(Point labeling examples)
## begin

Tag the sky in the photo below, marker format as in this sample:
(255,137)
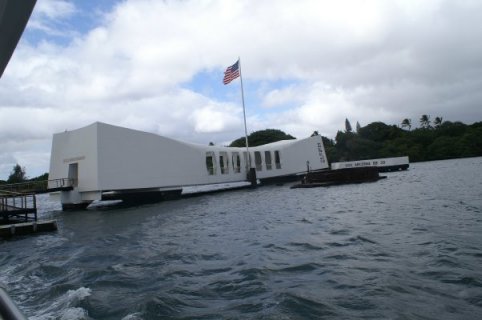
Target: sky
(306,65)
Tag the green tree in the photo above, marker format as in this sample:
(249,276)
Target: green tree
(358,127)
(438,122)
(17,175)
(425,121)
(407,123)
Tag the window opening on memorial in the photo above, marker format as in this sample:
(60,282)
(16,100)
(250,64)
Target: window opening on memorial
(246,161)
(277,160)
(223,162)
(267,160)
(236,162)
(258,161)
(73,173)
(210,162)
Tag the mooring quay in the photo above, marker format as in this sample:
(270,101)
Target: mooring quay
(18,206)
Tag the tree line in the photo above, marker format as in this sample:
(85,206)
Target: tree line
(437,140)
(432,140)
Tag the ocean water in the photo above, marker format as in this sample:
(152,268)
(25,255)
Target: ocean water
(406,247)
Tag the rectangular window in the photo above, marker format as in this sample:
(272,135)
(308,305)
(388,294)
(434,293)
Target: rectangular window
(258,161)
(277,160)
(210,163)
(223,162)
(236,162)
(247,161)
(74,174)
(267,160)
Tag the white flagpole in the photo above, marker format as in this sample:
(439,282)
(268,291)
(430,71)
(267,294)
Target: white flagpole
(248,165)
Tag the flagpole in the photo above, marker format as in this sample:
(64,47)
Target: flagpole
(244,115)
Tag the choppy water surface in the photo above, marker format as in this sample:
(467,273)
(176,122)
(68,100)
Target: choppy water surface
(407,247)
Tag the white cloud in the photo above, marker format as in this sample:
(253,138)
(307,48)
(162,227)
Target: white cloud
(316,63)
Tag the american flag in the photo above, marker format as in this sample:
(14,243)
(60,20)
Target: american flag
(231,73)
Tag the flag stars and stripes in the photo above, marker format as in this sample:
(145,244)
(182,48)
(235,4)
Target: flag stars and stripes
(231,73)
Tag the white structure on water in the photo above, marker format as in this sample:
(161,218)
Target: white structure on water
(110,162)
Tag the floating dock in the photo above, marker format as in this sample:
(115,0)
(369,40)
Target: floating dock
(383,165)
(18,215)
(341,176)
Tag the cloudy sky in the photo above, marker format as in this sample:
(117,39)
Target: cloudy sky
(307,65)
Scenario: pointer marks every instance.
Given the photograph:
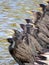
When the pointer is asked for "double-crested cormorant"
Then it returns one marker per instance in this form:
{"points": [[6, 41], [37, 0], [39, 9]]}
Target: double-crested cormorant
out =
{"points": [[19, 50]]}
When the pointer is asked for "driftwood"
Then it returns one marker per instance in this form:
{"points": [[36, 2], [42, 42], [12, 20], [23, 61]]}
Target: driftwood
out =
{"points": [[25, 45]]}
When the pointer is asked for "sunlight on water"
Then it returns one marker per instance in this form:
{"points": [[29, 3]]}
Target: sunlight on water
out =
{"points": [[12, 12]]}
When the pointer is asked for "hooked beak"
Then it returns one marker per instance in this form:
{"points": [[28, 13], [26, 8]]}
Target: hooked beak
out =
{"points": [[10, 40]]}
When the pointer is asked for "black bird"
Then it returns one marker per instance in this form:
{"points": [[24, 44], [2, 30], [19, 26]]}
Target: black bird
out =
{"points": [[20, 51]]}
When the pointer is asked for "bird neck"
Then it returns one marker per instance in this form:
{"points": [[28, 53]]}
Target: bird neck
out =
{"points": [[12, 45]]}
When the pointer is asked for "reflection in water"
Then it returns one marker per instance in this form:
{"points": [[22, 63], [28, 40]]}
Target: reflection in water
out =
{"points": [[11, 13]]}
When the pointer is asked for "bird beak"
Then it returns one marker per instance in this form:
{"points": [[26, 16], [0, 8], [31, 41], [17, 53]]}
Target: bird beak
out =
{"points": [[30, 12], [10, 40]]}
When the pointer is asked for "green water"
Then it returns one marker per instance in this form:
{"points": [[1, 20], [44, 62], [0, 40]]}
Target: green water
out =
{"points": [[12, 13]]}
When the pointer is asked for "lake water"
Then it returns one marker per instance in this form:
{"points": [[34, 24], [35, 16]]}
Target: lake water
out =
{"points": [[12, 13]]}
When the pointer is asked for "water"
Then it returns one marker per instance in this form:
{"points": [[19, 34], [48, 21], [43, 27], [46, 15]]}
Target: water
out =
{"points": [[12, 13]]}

## end

- [WHAT NEEDS TO BE DONE]:
Without the pictures, repeat the listing above exactly.

- [FINISHED EXERCISE]:
Tag the sky in the photo below, marker format as in this sample:
(255,137)
Target: sky
(306,65)
Tag the green tree in the photo above, marker format as in this sample:
(249,276)
Target: green tree
(358,127)
(438,122)
(17,175)
(425,121)
(407,123)
Tag the window opening on memorial in the photo above, marker format as in this sample:
(60,282)
(16,100)
(250,64)
Target: window opening on memorial
(246,161)
(277,160)
(223,162)
(267,160)
(236,162)
(258,161)
(73,173)
(210,162)
Tag the mooring quay in the photo above, marker format as in this sample:
(270,101)
Target: mooring quay
(18,206)
Tag the tree line in the photo above, marker format as in this sample:
(85,206)
Target: tree line
(437,140)
(432,140)
Tag the ocean water in the photo above, marker format as in this sample:
(152,268)
(25,255)
Target: ocean water
(406,247)
Tag the rectangular window in the photo above, marker format as in this sample:
(272,135)
(308,305)
(388,294)
(434,293)
Target: rectangular window
(258,161)
(277,160)
(210,163)
(223,162)
(236,162)
(247,161)
(74,174)
(267,160)
Tag the white flagpole in the photo above, marker format as in this sample:
(439,282)
(268,291)
(430,71)
(267,294)
Target: white flagpole
(248,165)
Tag the flagpole in the photo above, marker format as in this sample:
(64,47)
Target: flagpole
(244,115)
Tag the choppy water surface in the photo above, marker format as in this sample:
(467,273)
(176,122)
(68,100)
Target: choppy water surface
(407,247)
Tag the white cloud in the photo above, marker format as in this sample:
(253,138)
(307,48)
(162,227)
Target: white cloud
(316,63)
Tag the american flag in the photo above, marker format as in this sample:
(14,243)
(60,20)
Target: american flag
(231,73)
Tag the flag stars and stripes in the photo above, marker format as in this sample:
(145,244)
(182,48)
(235,4)
Target: flag stars and stripes
(231,73)
Tag the white structure on water in the photo above, marker format as in this sample:
(161,218)
Target: white structure on water
(110,162)
Tag the floating dock in the photo above, marker format as in this sample:
(115,0)
(369,40)
Target: floating dock
(383,165)
(18,215)
(341,176)
Tag the cloudy sky in the photo above, marker format as in this sample:
(117,39)
Target: cloudy sky
(307,65)
Scenario: pointer marks every instance.
Given the photograph:
When the pointer is asked for "double-crested cormorant"
Then it returns one marker per instance in this form:
{"points": [[6, 41], [37, 0], [39, 9]]}
Target: double-crested cormorant
out =
{"points": [[19, 50]]}
When the pointer is asked for "driftwood"
Then it returns one marker per instance in this form:
{"points": [[36, 2], [42, 42], [12, 20], [23, 61]]}
Target: driftwood
out =
{"points": [[25, 45]]}
When the pointer is asked for "sunlight on water"
Then it returns one marker per instance in this form:
{"points": [[29, 3]]}
Target: sunlight on water
out =
{"points": [[12, 12]]}
When the pointer is asked for "hooked beak"
Then it returns one marker per instance in this form:
{"points": [[28, 13], [26, 8]]}
Target: hooked beak
out =
{"points": [[10, 40]]}
When the pointer is asked for "black bird"
Then it returns one marker per instance in this form:
{"points": [[24, 44], [2, 30], [19, 26]]}
Target: black bird
out =
{"points": [[20, 51]]}
When the pointer is asked for "bird neck"
Then it returns one marker per instance in this form:
{"points": [[28, 53]]}
Target: bird neck
out =
{"points": [[12, 45]]}
When the pointer is asked for "reflection in water"
Then it returns one marker per instance in this form:
{"points": [[22, 63], [28, 40]]}
Target: reflection in water
out =
{"points": [[11, 13]]}
When the pointer is asked for "bird beak"
Then it returns one marker per instance in this form:
{"points": [[26, 16], [0, 8], [31, 41], [17, 53]]}
Target: bird beak
out =
{"points": [[30, 12], [10, 40]]}
When the pointer is asked for "green water"
Then it returns one marker per instance in this form:
{"points": [[1, 20], [44, 62], [0, 40]]}
Target: green water
out =
{"points": [[12, 13]]}
When the pointer is asked for "lake water"
Then it returns one marker per instance in this form:
{"points": [[34, 24], [35, 16]]}
Target: lake water
out =
{"points": [[12, 13]]}
When the pointer is asked for "water"
Then it returns one marker per instance in this form:
{"points": [[19, 34], [48, 21], [43, 27], [46, 15]]}
Target: water
out =
{"points": [[12, 13]]}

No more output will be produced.